▸ Work required
Would you output the whole of the data exactly?

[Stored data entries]
"""
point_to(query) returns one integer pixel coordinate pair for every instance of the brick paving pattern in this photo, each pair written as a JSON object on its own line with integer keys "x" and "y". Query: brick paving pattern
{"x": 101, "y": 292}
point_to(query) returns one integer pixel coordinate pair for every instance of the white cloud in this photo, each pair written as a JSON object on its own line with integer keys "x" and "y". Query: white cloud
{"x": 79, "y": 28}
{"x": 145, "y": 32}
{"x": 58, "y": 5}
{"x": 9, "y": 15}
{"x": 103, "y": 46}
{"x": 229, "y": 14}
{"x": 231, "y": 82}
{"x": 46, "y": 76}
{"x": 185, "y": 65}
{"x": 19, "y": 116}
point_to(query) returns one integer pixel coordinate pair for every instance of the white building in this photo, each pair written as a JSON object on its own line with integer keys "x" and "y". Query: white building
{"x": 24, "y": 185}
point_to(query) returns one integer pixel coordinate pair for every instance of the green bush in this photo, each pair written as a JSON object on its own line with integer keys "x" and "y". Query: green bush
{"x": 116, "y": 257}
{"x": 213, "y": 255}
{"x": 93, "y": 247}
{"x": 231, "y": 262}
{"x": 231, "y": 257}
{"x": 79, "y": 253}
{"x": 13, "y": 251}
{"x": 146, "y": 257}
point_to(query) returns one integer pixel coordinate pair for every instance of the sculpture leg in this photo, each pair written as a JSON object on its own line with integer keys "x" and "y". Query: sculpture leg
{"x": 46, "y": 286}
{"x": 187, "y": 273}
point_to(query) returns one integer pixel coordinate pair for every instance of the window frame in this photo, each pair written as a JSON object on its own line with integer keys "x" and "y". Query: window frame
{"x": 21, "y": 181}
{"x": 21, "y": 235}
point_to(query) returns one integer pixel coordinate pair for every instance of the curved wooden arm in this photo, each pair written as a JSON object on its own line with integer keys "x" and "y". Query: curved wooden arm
"""
▸ Response to the exercise
point_to(query) returns one integer pixel coordinate pair for every instance of the brick paving pattern in this photo, each pair written as a JSON object on its own line with integer keys "x" and "y". Query: brick paving pattern
{"x": 101, "y": 292}
point_to(query) returns one integer pixel coordinate pair for every instance of the white cloud in this photo, each pair written as a JSON object on its own line with integer keys "x" and "y". Query: white cloud
{"x": 79, "y": 28}
{"x": 145, "y": 32}
{"x": 58, "y": 5}
{"x": 9, "y": 15}
{"x": 103, "y": 46}
{"x": 229, "y": 14}
{"x": 231, "y": 82}
{"x": 46, "y": 76}
{"x": 185, "y": 65}
{"x": 19, "y": 116}
point_to(query) returns one integer pixel coordinate pair for every instance of the white building in this photo, each pair written as a JSON object on its own line with integer keys "x" and "y". Query: white building
{"x": 24, "y": 185}
point_to(query) returns one integer pixel coordinate pair for every instance of the green bush in this photo, each pair written as a JSON object on its own line with integer keys "x" and "y". Query: green bush
{"x": 116, "y": 257}
{"x": 213, "y": 255}
{"x": 93, "y": 247}
{"x": 231, "y": 262}
{"x": 231, "y": 257}
{"x": 79, "y": 253}
{"x": 13, "y": 251}
{"x": 146, "y": 257}
point_to(query) returns one integer pixel coordinate pair for every instance of the sculpture leg in this photo, each pair written as a JSON object on its own line with integer keys "x" and "y". Query: sculpture leg
{"x": 46, "y": 286}
{"x": 187, "y": 273}
point_to(query) returns one integer pixel coordinate pair for every instance of the window frame in this photo, each pair written as a JSON object on its own line with integer keys "x" and "y". Query: window frame
{"x": 21, "y": 181}
{"x": 21, "y": 235}
point_to(query) returns one integer pixel coordinate pair for every instance of the curved wooden arm in this photo, each pair written as a JSON object on its own line with integer keys "x" and "y". Query: curved wooden arm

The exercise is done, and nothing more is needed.